-- BEGIN Stored rows --
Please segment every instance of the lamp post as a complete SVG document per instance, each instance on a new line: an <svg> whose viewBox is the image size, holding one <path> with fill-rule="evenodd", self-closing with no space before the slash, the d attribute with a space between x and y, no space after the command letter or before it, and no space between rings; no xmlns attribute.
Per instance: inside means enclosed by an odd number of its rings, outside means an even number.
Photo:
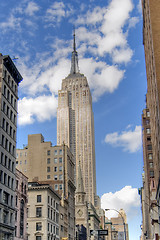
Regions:
<svg viewBox="0 0 160 240"><path fill-rule="evenodd" d="M109 208L105 209L105 211L110 211L110 210L116 211L121 216L122 221L123 221L123 226L124 226L124 240L126 240L126 226L125 226L125 222L124 222L124 218L123 218L122 214L116 209L109 209Z"/></svg>

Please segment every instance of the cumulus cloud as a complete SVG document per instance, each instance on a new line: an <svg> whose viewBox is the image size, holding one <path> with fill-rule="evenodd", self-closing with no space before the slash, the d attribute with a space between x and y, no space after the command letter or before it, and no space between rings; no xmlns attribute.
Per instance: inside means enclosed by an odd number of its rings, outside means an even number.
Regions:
-- END Stored rows --
Please update the listing by replacing every "Regions" with "Outlines" and leaving everything else unchanged. Leave the pictures out of your answer.

Please segment every instance of the lamp post as a complete SVG document per instance, each instance on a new line: an <svg> whose viewBox is the image size, holding one <path> with fill-rule="evenodd", self-closing with no space before the slash, the d attribute with a space between x and y, no space after the command letter or before it, and no space between rings; no xmlns attribute.
Per instance: inside means enclosed by an odd number of its rings, outside means an even number.
Photo:
Outlines:
<svg viewBox="0 0 160 240"><path fill-rule="evenodd" d="M109 208L105 209L105 211L110 211L110 210L116 211L121 216L122 221L123 221L123 226L124 226L124 240L126 240L126 226L125 226L125 222L124 222L124 218L123 218L122 214L116 209L109 209Z"/></svg>

Please segment every instance of the cumulus cloud as a complete SVG document per instance, each instance on a new line: an <svg> whose viewBox is the image size, holding one <path> with fill-rule="evenodd", self-closing with no space before the slash, the d attribute with a space between x and y, no space after the command letter or before it, and no space between rings; no xmlns attribute.
Per instance: inside means enclosed by an odd number of its rings, outside means an even number.
Outlines:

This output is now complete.